*TEXT PROVIDED:*
— BEGIN —

- Origin: London, England
- Genres: Rock, indie rock, alternative rock
- Years active: 2006–2009
- Label: Marrakesh
- Spinoffs: Tribes
- Past members: Johnny Lloyd (vocals/guitar) Jimmy Cratchley (bass, vocals) Alex Kaines (guitar/vocals) Ben Niblett (drums, vocals) Dan White (synths/keyboard, vocals)
- Website: Official site

= Operahouse =

English rock band (2006–2009)

Operahouse was a five-piece rock band based in Camden, London. Operahouse released their debut single, "Man Next Door" in March 2007 on Glaze Records to great response, earning plaudits and airplay from such stations as BBC 6 Music, Xfm, and BBC Radio 2's Jonathan Ross. Their next single, "Born A Boy", was released on Marrakesh in January 2008 and in addition to getting even more airplay, scored rave reviews in the NME. The follow-up "Diane" was released in May 2008, which was also well received. Their next single, "Change in Nature", marked a new milestone for the band. On the band's MySpace, they claimed that they were "throwing off our indie shackles" and that the music "has a slightly darker ... theme".

— END —

*DATA SECTION:*
— BEGIN —

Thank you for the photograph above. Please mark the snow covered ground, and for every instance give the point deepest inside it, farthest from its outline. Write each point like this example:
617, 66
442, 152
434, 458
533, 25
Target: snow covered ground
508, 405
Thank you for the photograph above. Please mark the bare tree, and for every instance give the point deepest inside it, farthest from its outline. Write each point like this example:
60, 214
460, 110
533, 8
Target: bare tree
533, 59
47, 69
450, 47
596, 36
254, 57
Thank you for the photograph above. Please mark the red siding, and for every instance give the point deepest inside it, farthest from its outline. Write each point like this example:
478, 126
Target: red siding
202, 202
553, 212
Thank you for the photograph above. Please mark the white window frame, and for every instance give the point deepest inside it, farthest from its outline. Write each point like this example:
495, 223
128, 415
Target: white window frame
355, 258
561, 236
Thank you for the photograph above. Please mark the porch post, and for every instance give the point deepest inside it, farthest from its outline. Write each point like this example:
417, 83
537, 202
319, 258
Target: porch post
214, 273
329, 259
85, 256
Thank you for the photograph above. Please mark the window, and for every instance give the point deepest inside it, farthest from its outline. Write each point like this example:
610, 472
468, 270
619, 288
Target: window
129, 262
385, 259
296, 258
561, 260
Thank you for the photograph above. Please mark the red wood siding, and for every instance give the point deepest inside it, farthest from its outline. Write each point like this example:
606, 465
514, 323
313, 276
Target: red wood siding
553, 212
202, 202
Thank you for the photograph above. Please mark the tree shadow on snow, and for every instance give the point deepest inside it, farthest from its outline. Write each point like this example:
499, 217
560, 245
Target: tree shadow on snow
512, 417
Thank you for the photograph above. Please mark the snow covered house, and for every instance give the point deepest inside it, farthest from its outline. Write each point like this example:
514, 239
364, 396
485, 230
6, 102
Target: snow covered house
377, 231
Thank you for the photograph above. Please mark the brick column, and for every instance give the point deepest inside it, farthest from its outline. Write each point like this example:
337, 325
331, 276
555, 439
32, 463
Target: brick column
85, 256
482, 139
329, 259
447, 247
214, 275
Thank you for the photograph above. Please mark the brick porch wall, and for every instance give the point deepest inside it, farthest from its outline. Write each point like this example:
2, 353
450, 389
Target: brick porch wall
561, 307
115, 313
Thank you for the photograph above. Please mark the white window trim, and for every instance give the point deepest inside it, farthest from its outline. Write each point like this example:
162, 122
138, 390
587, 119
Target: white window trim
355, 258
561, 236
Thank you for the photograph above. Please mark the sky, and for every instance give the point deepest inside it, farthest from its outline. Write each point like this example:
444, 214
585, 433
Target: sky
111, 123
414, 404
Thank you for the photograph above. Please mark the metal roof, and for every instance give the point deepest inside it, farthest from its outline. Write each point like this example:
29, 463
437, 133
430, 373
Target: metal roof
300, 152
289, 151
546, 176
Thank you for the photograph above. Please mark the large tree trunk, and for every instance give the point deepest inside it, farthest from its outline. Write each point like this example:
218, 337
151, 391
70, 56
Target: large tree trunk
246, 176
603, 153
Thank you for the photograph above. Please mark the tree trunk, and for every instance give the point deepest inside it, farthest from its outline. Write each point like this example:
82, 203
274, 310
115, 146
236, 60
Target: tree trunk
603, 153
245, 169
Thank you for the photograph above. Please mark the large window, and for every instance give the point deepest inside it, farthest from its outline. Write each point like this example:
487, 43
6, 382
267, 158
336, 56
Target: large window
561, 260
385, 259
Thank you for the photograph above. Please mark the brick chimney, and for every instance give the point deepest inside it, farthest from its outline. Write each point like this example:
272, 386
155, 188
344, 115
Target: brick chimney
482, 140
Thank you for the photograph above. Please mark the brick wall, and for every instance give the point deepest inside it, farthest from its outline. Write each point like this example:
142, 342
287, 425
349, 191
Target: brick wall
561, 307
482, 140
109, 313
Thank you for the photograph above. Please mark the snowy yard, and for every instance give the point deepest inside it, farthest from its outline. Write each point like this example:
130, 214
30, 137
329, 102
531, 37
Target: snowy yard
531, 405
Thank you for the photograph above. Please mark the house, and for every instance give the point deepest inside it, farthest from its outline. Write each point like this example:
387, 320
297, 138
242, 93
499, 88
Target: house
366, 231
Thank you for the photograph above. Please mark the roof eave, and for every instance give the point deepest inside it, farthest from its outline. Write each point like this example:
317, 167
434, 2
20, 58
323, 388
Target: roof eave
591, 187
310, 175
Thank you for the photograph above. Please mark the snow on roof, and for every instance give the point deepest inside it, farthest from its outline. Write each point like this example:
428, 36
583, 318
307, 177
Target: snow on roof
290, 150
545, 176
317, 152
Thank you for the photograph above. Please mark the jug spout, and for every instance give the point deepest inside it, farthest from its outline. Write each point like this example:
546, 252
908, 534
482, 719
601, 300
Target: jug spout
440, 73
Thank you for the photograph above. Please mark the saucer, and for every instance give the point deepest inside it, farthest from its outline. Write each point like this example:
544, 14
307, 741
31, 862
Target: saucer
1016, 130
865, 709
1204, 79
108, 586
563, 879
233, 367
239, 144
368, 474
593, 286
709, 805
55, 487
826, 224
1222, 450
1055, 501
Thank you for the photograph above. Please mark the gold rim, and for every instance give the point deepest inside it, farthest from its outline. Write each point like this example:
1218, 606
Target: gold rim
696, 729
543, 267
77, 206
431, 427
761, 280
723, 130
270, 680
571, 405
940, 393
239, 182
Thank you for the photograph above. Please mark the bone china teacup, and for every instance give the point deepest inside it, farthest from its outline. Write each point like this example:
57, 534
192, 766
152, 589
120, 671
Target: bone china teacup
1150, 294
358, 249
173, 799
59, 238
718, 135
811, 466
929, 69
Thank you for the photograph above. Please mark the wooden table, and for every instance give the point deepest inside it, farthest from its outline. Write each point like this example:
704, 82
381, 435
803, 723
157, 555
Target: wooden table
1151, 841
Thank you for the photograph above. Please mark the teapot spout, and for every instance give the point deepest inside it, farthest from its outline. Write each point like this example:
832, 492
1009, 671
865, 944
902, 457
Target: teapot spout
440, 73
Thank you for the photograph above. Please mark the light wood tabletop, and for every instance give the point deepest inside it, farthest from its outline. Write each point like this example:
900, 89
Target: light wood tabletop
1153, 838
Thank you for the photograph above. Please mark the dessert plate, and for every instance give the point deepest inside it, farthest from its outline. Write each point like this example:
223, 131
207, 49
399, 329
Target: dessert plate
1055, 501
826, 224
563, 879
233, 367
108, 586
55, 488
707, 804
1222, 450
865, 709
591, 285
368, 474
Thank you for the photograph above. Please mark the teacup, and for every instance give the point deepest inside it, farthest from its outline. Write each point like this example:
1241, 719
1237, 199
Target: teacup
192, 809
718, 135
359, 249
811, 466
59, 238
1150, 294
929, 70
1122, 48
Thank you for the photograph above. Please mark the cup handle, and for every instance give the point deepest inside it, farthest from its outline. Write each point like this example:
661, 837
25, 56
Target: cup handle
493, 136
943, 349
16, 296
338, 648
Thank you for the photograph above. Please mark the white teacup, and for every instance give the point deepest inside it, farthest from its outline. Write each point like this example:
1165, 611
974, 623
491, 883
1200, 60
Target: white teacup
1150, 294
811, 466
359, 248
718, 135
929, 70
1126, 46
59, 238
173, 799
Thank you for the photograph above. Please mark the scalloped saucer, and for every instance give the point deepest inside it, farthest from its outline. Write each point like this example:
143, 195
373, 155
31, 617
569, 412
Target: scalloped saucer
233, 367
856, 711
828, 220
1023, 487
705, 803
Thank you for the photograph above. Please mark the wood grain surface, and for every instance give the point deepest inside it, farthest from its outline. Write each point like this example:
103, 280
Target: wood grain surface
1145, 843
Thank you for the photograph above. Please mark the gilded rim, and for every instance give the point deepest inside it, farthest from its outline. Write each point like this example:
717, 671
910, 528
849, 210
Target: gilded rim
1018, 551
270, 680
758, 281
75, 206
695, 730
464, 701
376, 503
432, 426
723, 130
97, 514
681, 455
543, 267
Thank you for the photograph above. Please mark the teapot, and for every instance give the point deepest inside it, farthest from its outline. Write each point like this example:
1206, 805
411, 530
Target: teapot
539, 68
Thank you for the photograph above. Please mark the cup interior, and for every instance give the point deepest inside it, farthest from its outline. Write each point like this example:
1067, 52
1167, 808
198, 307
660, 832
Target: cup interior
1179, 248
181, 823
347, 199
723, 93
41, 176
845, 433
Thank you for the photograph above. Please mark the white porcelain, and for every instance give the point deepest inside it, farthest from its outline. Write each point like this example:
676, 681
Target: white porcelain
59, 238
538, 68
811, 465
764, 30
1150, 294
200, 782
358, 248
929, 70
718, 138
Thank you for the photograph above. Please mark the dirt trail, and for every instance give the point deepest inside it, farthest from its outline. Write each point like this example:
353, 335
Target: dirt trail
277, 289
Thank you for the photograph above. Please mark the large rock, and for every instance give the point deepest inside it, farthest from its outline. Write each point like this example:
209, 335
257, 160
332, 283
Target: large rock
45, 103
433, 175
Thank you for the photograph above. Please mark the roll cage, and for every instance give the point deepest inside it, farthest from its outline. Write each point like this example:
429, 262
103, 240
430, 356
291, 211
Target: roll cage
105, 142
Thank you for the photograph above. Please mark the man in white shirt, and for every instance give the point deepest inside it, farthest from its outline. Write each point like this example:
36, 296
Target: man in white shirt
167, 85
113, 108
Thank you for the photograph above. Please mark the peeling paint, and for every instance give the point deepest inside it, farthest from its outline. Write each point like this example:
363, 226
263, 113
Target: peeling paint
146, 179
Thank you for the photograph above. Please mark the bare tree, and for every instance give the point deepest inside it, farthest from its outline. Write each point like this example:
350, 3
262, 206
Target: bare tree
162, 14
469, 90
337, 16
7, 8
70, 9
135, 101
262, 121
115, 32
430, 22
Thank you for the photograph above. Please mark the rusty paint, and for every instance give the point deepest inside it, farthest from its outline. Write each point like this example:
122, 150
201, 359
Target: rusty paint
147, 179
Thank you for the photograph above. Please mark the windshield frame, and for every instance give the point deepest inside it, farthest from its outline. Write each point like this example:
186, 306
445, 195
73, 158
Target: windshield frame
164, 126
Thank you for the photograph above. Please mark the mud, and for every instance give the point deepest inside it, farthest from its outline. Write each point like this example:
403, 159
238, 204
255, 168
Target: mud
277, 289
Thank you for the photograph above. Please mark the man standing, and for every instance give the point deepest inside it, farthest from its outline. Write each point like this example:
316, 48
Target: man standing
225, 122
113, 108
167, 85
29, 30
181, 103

— END —

*BRIEF:* According to the Operahouse article, which label released the band's debut single, "Man Next Door"?

*EXPECTED ANSWER:* Glaze Records